Reproduza sem nenhuma alteração as linhas entre a que contém "Exercise. Annotate the star anise arm" e a que contém "x=112, y=93", incluindo ambas.

= DADOS BRUTOS =
━━━━━━━━━━━━━━━━

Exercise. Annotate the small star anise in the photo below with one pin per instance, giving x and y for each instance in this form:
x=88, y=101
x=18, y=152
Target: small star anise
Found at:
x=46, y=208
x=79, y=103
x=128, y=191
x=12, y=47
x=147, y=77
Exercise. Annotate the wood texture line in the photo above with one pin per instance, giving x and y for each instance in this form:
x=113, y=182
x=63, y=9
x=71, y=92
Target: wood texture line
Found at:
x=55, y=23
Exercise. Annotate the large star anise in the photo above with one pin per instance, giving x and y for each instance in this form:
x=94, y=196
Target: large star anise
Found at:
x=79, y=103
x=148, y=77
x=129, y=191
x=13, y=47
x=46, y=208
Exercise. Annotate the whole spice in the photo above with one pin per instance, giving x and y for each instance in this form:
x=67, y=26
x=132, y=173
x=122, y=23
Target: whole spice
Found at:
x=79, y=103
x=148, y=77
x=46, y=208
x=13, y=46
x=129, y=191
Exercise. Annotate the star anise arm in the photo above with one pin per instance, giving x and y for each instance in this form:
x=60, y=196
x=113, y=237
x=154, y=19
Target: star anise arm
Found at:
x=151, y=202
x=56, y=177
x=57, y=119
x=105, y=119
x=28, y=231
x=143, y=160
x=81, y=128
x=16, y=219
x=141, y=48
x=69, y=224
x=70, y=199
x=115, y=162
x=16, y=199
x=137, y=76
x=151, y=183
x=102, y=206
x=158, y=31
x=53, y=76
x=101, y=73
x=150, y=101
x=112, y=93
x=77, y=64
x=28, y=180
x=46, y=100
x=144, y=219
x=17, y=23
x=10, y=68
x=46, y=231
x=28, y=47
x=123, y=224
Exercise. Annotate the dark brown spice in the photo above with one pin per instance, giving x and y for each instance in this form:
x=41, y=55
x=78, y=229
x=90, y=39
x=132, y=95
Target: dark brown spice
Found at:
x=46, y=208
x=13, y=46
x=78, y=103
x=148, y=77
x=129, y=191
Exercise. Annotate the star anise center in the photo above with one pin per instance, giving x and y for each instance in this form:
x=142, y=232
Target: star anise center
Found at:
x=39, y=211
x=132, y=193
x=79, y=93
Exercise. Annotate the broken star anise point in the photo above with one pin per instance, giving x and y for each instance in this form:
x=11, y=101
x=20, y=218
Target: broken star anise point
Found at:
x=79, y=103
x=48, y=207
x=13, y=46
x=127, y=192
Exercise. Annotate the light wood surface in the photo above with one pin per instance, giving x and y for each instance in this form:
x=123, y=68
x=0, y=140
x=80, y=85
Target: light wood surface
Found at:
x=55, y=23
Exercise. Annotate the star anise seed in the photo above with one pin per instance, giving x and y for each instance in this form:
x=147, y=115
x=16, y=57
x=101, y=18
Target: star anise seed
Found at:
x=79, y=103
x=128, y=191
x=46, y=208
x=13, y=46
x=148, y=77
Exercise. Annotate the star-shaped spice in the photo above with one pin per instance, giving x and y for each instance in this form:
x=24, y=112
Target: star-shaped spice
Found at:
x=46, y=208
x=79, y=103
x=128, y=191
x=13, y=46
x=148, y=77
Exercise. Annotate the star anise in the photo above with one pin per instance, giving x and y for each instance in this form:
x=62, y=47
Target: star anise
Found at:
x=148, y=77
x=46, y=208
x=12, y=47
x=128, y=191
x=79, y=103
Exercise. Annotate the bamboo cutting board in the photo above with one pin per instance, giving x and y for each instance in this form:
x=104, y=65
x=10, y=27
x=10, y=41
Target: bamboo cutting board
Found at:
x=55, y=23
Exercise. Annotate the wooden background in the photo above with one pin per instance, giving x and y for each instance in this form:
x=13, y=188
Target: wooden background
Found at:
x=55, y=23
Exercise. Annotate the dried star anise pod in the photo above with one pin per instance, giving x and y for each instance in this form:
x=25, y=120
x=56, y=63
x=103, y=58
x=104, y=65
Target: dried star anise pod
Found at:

━━━━━━━━━━━━━━━━

= A RESPOSTA =
Exercise. Annotate the star anise arm in the photo above with one pin per instance, giving x and y for each instance in this form:
x=60, y=196
x=113, y=237
x=154, y=19
Target: star anise arm
Found at:
x=151, y=202
x=56, y=177
x=57, y=119
x=105, y=119
x=28, y=231
x=143, y=160
x=81, y=128
x=16, y=219
x=141, y=48
x=69, y=224
x=70, y=199
x=115, y=162
x=16, y=199
x=137, y=76
x=151, y=183
x=102, y=206
x=158, y=31
x=53, y=76
x=101, y=73
x=150, y=101
x=112, y=93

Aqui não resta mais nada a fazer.